Excerpts from point annotation data

========================================================================

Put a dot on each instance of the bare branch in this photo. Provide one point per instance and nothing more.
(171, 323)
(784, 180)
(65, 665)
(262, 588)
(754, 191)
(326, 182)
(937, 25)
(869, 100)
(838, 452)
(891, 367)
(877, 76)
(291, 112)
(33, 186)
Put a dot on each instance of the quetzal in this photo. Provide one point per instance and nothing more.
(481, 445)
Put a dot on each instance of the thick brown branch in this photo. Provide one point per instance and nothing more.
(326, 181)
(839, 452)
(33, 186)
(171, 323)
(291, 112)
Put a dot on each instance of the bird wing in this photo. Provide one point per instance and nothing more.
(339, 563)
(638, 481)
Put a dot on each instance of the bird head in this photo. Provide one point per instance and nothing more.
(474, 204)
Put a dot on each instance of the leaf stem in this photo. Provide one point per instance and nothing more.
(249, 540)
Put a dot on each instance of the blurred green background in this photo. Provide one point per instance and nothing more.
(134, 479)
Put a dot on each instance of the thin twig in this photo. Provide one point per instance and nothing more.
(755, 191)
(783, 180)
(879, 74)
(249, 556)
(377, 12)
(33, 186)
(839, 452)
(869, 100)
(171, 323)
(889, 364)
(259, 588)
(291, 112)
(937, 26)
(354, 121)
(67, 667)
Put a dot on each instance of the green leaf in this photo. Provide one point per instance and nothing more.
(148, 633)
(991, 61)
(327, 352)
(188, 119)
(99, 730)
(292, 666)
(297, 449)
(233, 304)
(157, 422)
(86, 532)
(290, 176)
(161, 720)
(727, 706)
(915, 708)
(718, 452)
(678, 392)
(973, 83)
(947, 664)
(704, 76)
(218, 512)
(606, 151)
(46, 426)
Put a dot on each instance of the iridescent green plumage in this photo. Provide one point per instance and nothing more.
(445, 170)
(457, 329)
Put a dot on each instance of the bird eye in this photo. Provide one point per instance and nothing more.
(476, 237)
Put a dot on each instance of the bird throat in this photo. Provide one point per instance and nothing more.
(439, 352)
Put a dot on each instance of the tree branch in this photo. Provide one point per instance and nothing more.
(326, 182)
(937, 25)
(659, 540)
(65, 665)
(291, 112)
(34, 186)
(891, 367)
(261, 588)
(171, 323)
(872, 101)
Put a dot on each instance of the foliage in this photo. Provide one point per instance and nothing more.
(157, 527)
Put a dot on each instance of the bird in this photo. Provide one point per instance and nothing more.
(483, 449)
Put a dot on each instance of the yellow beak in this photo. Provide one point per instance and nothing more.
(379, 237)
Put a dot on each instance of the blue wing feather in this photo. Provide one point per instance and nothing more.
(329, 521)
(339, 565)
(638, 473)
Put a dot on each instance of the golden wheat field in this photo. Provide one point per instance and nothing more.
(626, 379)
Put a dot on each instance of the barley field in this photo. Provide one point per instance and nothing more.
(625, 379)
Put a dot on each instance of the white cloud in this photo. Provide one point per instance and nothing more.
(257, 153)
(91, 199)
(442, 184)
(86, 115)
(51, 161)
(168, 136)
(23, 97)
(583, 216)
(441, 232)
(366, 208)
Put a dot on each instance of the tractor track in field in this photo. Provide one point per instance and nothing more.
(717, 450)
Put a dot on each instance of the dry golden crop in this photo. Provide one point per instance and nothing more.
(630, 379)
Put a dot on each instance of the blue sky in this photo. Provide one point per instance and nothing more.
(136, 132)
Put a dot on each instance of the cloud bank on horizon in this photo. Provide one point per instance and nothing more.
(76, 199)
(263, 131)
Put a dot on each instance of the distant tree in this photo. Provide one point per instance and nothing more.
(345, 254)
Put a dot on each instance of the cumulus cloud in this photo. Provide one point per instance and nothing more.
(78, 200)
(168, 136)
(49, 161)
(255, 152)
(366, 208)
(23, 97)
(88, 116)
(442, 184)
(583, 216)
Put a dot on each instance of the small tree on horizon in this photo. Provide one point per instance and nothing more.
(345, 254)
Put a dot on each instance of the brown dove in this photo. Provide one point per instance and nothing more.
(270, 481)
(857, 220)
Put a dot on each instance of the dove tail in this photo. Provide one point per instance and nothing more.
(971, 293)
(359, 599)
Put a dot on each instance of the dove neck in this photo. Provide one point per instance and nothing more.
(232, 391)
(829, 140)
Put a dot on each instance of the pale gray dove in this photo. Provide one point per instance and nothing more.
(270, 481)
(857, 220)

========================================================================

Convert every line of the listing above into a numbered list, omitting any blank lines.

## RIGHT ANSWER
1. Put a dot on each instance of the bare branch in this photo. Provide one point per instance and nothing more.
2. (171, 323)
3. (784, 180)
4. (65, 665)
5. (262, 588)
6. (754, 191)
7. (326, 182)
8. (937, 25)
9. (869, 100)
10. (838, 452)
11. (891, 367)
12. (877, 76)
13. (291, 112)
14. (33, 186)
15. Put a dot on each instance of the quetzal in this photo. Provide one point per instance and nothing more.
16. (481, 445)
17. Put a dot on each instance of the thick brown branch in this photo. Provide one point per instance and nothing more.
18. (326, 181)
19. (839, 452)
20. (33, 186)
21. (171, 323)
22. (291, 112)
23. Put a dot on each instance of the bird wing in this photo. Provide one point per instance and nothing more.
24. (339, 563)
25. (638, 481)
26. Put a dot on each instance of the bird head in this photo. Provide one point per instance and nothing more.
27. (474, 204)
28. Put a dot on each instance of the leaf stem in this photo. Provide one point per instance and nothing more.
29. (249, 540)
30. Put a dot on each instance of the blurred green background in this photo. Provide one point per instance and nothing more.
31. (134, 479)
32. Put a dot on each instance of the thin twig in this photo. Provide one point per instance and nothing more.
33. (755, 191)
34. (783, 180)
35. (879, 74)
36. (249, 556)
37. (377, 12)
38. (33, 186)
39. (839, 452)
40. (869, 100)
41. (171, 323)
42. (889, 364)
43. (259, 588)
44. (291, 112)
45. (937, 26)
46. (354, 121)
47. (67, 667)
48. Put a dot on each instance of the green leaf in this photo. Provide one point per instance and nothing more.
49. (148, 633)
50. (991, 61)
51. (327, 352)
52. (188, 119)
53. (99, 730)
54. (292, 666)
55. (297, 449)
56. (233, 304)
57. (157, 422)
58. (86, 532)
59. (290, 176)
60. (161, 720)
61. (727, 706)
62. (915, 708)
63. (718, 452)
64. (678, 392)
65. (973, 83)
66. (947, 664)
67. (704, 76)
68. (218, 512)
69. (606, 151)
70. (46, 426)
71. Put a dot on each instance of the iridescent green plumage in this photo. Provide one point per instance and nothing more.
72. (445, 170)
73. (457, 329)
74. Put a dot on each instance of the bird eye in this photo. Provide one point per instance and nothing more.
75. (476, 237)
76. Put a dot on each instance of the bird throat in this photo. Provide one point per instance and nothing more.
77. (439, 352)
78. Put a dot on each instance of the tree branch in this photo. Provide one point per instance and nothing more.
79. (326, 182)
80. (937, 25)
81. (659, 540)
82. (65, 665)
83. (291, 112)
84. (34, 186)
85. (891, 367)
86. (261, 588)
87. (171, 323)
88. (872, 101)
89. Put a dot on each instance of the foliage in this photo. Provide one point per instance and nothing more.
90. (157, 527)
91. Put a dot on each instance of the bird in this photo. Provide one point per instance and nothing more.
92. (483, 449)
93. Put a dot on each instance of the yellow beak in this photo. Provide one point per instance and nothing more.
94. (379, 237)
95. Put a dot on each instance of the blue wing feather in this photo. Provide one point per instance and nothing more.
96. (329, 521)
97. (339, 565)
98. (638, 473)
99. Put a dot on each instance of the golden wheat field in this photo. Provide one point per instance and nothing more.
100. (626, 379)
101. Put a dot on each instance of the barley field in this photo. Provide one point per instance and nothing more.
102. (625, 379)
103. Put a dot on each instance of the white cloud in this photo. Provide one point per instance and nothing more.
104. (257, 153)
105. (91, 199)
106. (442, 184)
107. (86, 115)
108. (51, 161)
109. (168, 136)
110. (23, 97)
111. (583, 216)
112. (441, 232)
113. (366, 208)
114. Put a dot on each instance of the tractor track in field in this photo. Provide one point per instance and nothing more.
115. (717, 450)
116. Put a dot on each instance of the dry golden crop in this photo. Provide one point per instance and nothing more.
117. (630, 379)
118. Put a dot on each instance of the blue sky in this photo. Provide one point per instance and nothing more.
119. (136, 132)
120. Put a dot on each instance of the cloud bank on horizon in this photo. Provide one point per instance and nothing more.
121. (76, 199)
122. (263, 131)
123. Put a dot on each instance of the distant tree in this photo. Provide one point per instance and nothing more.
124. (345, 254)
125. Put a dot on each instance of the cumulus cloud in this photo. Provide one point per instance and nothing more.
126. (78, 200)
127. (168, 136)
128. (49, 161)
129. (255, 152)
130. (366, 208)
131. (23, 97)
132. (88, 116)
133. (442, 184)
134. (583, 216)
135. Put a dot on each instance of the small tree on horizon in this photo. Provide one point per instance and nothing more.
136. (345, 254)
137. Put a dot on each instance of the brown dove in this photo. Provide one point per instance and nothing more.
138. (270, 481)
139. (857, 220)
140. Put a dot on each instance of the dove tail in this photo. Provide one point per instance and nothing more.
141. (971, 293)
142. (359, 599)
143. Put a dot on each instance of the dove neck in this photo. Provide one point per instance and nothing more.
144. (232, 391)
145. (829, 140)
146. Put a dot on each instance of the pale gray dove in this photo. Provide one point per instance and nothing more.
147. (270, 481)
148. (857, 220)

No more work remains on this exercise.